Dói dizer adeus, mas fico em paz sabendo que lhe cumpri com a minha promessa: de que ela morreria em paz, nos meus braços, onde ela buscava conforto quando estava triste ou pousava em busca de carinho nos momentos felizes. Meus braços ainda estão trêmulos pela falta dela, mas sei que, ainda que não mais a consiga segurar fisicamente, ela está comigo dentro do meu coração, onde ela habitará para sempre.
Belinha, eu só tenho a te agradecer. Obrigada por ter realizado meu sonho de infância e por ter feito da minha juventude muito mais alegre com a sua presença. Obrigada por cada momento de sua companhia, mesmo quando eu sei que você não queria ficar no meu quarto mas eu te forçava mesmo assim. Obrigada por ter me deixado te amar e por ter me amado de volta. Você me ensinou o que é amor.
──────────
# Questões do material
1. Transcreva literalmente o trecho da despedida a Belinha que começa com as palavras "Dói dizer adeus, mas" e termina com "que é amor.".
2. Diga se cada afirmação abaixo concorda com a despedida a Belinha, respondendo sim ou não e citando as palavras decisivas do texto sem alterações: (a) A promessa feita era que ela morreria nos braços de quem escreve. (b) Belinha sempre quis ficar no quarto de quem escreve. (c) Belinha realizou um sonho de infância de quem escreve.
3. Por favor, dê continuidade à despedida a Belinha a partir do ponto em que ela para.

# Dados extraídos
──────────
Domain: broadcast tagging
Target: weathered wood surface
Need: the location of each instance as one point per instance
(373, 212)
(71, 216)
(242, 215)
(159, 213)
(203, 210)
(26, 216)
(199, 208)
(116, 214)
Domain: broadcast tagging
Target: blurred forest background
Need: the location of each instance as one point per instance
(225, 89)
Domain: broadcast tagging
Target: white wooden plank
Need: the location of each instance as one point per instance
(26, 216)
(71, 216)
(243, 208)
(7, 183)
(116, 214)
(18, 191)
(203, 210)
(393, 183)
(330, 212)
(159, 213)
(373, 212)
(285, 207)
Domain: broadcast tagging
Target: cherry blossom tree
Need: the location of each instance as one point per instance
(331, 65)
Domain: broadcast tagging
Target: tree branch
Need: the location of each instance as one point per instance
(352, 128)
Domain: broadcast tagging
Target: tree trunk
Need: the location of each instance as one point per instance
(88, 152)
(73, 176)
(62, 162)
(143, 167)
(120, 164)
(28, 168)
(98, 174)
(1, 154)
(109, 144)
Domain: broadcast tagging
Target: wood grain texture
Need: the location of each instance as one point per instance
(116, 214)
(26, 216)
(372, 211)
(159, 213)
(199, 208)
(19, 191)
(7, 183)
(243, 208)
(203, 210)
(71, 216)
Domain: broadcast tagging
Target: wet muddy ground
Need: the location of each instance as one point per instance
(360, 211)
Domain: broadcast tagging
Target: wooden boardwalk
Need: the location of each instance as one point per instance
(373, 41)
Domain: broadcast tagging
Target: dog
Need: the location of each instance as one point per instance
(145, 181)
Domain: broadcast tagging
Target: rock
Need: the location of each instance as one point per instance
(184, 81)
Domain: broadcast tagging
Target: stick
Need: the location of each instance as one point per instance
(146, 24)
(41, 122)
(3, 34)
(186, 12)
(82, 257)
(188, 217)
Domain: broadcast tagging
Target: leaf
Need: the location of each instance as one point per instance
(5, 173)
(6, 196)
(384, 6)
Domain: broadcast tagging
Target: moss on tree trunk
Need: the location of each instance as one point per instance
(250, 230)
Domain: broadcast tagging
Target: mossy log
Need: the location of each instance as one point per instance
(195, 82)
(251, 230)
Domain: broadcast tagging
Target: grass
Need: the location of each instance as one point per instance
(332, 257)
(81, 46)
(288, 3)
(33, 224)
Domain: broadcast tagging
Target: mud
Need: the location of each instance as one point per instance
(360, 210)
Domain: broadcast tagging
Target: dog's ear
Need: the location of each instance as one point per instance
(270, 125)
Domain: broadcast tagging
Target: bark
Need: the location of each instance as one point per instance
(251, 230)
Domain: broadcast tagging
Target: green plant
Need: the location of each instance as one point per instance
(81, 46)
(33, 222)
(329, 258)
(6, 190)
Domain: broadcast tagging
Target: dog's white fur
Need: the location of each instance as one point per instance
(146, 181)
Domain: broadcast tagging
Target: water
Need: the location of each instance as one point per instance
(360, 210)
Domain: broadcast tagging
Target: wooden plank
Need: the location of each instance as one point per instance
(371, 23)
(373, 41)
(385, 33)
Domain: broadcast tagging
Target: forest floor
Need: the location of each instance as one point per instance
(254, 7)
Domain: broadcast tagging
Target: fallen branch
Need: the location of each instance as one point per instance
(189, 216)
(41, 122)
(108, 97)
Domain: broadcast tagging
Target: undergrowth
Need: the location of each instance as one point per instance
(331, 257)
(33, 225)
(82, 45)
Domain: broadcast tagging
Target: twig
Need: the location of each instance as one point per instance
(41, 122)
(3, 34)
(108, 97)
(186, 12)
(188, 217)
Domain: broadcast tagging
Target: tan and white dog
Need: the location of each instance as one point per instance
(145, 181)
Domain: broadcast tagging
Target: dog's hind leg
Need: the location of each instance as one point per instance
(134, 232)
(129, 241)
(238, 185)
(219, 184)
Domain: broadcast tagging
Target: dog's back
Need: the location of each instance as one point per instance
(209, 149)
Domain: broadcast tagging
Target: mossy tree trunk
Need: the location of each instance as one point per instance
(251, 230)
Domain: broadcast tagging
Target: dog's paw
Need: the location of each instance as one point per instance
──────────
# Resultados das tarefas
1.
Dói dizer adeus, mas fico em paz sabendo que lhe cumpri com a minha promessa: de que ela morreria em paz, nos meus braços, onde ela buscava conforto quando estava triste ou pousava em busca de carinho nos momentos felizes. Meus braços ainda estão trêmulos pela falta dela, mas sei que, ainda que não mais a consiga segurar fisicamente, ela está comigo dentro do meu coração, onde ela habitará para sempre.
Belinha, eu só tenho a te agradecer. Obrigada por ter realizado meu sonho de infância e por ter feito da minha juventude muito mais alegre com a sua presença. Obrigada por cada momento de sua companhia, mesmo quando eu sei que você não queria ficar no meu quarto mas eu te forçava mesmo assim. Obrigada por ter me deixado te amar e por ter me amado de volta. Você me ensinou o que é amor.

2.
(a) Sim: "de que ela morreria em paz, nos meus braços".
(b) Não: "mesmo quando eu sei que você não queria ficar no meu quarto mas eu te forçava mesmo assim".
(c) Sim: "Obrigada por ter realizado meu sonho de infância".

3.
Mais do que um cachorro, você foi como uma filha para mim. É muito difícil me despedir de você, minha gorducha, minha picurrucha, meu chulézinho, meu cu sujo (com o perdão pela palavra, mas era um de seus apelidos mais frequentes aqui em casa por motivos autoexplicativos), minha princesa, meu bebê, meu amorzinho, meu grudinho, minha coisinha, minha Isabela Machado Póss. Minha Belinha. Você sempre foi e sempre será o bebê da mamãe, mesmo quando já era uma senhorinha de 11 anos de idade, estimamos.
Obrigada por ter feito parte da minha vida. Obrigada por fazer parte da minha vida. Sua companhia me moldou e sei que serei uma pessoa melhor graças a tudo o que aprendi com você. Você, ao longo desses quase dez anos que passamos juntas, me ensinou a valorizar a vida, a valorizar cada momento que passamos junto ao lado daqueles que amamos, e pode ter certeza que eu sempre me lembrarei de tudo o que vivemos juntas.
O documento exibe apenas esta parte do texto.